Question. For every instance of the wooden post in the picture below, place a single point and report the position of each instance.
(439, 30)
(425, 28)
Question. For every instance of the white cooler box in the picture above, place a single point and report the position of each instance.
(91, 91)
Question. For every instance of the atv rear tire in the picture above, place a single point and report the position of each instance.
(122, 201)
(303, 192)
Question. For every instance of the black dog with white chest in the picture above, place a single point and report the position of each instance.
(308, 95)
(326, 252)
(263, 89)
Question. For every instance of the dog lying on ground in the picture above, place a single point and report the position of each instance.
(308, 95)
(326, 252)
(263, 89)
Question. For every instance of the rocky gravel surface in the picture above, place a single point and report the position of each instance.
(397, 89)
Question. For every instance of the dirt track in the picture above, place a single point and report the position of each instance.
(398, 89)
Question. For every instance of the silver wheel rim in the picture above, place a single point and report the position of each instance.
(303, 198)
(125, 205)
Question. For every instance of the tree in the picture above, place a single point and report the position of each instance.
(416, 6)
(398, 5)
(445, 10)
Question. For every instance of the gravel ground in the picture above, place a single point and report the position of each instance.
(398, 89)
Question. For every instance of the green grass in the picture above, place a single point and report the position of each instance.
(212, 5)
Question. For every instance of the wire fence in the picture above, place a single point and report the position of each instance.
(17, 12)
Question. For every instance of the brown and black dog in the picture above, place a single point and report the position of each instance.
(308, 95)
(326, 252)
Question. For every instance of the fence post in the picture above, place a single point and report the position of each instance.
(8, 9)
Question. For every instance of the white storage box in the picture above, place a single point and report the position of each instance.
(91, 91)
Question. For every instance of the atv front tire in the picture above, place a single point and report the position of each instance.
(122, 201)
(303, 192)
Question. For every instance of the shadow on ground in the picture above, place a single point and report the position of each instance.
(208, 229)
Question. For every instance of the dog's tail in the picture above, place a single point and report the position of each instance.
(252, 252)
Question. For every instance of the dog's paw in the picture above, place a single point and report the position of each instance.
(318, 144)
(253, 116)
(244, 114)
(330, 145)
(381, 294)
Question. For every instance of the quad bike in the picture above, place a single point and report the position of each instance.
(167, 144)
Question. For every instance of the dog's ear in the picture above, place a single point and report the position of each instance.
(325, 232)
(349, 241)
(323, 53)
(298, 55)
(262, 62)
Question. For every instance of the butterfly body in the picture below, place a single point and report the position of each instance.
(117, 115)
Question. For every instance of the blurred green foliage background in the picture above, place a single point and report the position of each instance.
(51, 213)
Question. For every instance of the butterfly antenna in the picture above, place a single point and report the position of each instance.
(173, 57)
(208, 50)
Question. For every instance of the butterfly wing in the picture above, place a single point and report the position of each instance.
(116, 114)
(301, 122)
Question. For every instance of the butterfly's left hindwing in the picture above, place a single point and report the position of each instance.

=== Work required ===
Copy out the lines from the one containing "Question. For every instance of the dog's paw" through the last of the items, swapping "quad bike" for "four-wheeler" and changing nothing else.

=== Worked solution ===
Question. For every instance of the dog's paw in the picture above, place a single point and report the position of each instance.
(318, 144)
(253, 116)
(244, 114)
(330, 145)
(381, 294)
Question. For every instance of the four-wheeler in the picture above, place a single point and report the position of each instance.
(167, 144)
Question. For every instance of the dog's ear in the picture above, place a single point and report the position of each instance.
(325, 232)
(349, 241)
(323, 53)
(298, 55)
(262, 62)
Question. For every instance of the butterfly body in the picture below, place a single point and report the position of each instance.
(117, 115)
Question. For every instance of the blurred green foliage background in the picture above, place a single point and report the position of each instance.
(51, 213)
Question. For every instance of the butterfly antenna in the picture above, place a single point and report the position of each instance.
(173, 57)
(208, 50)
Question. For every instance of the butterfly wing in the picture above, place a single point and report the position of each instance.
(116, 114)
(301, 122)
Question. For every instance of the butterfly's left hindwing in the picture above, place a single point and report the position of each instance.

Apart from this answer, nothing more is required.